- [Work to be completed]:
All lines from the one with "negative clicks: (401, 284)" through the final line of the records below must be written out exactly, with no other text.
--- START ---
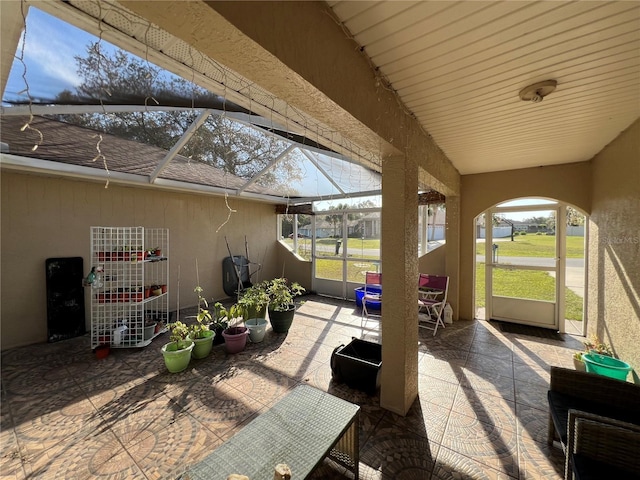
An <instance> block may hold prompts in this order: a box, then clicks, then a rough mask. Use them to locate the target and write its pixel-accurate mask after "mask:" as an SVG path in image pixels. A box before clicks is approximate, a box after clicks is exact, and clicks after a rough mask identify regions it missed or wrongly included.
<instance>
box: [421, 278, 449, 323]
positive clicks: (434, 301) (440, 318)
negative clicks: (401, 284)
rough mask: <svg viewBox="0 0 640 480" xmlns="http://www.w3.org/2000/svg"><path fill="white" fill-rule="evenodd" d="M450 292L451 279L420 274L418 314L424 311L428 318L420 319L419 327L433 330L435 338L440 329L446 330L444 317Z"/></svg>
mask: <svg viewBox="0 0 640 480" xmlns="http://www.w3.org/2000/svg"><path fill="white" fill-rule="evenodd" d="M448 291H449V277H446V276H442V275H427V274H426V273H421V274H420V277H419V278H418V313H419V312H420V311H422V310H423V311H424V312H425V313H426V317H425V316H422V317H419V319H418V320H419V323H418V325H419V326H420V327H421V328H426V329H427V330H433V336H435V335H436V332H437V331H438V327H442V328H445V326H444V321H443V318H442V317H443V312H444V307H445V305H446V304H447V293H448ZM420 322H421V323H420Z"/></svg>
--- END ---
- [Answer to the exercise]:
negative clicks: (401, 284)
rough mask: <svg viewBox="0 0 640 480" xmlns="http://www.w3.org/2000/svg"><path fill="white" fill-rule="evenodd" d="M450 292L451 279L420 274L418 314L424 311L428 318L420 319L419 327L433 330L435 338L440 329L446 330L444 317Z"/></svg>
mask: <svg viewBox="0 0 640 480" xmlns="http://www.w3.org/2000/svg"><path fill="white" fill-rule="evenodd" d="M448 291H449V277H446V276H442V275H427V274H426V273H421V274H420V277H419V278H418V313H419V312H420V311H422V310H423V311H424V312H425V313H426V317H425V316H422V317H419V319H418V320H419V323H418V325H419V326H420V327H421V328H426V329H427V330H433V336H435V335H436V332H437V331H438V327H442V328H445V326H444V321H443V318H442V317H443V312H444V307H445V305H446V304H447V293H448ZM420 322H421V323H420Z"/></svg>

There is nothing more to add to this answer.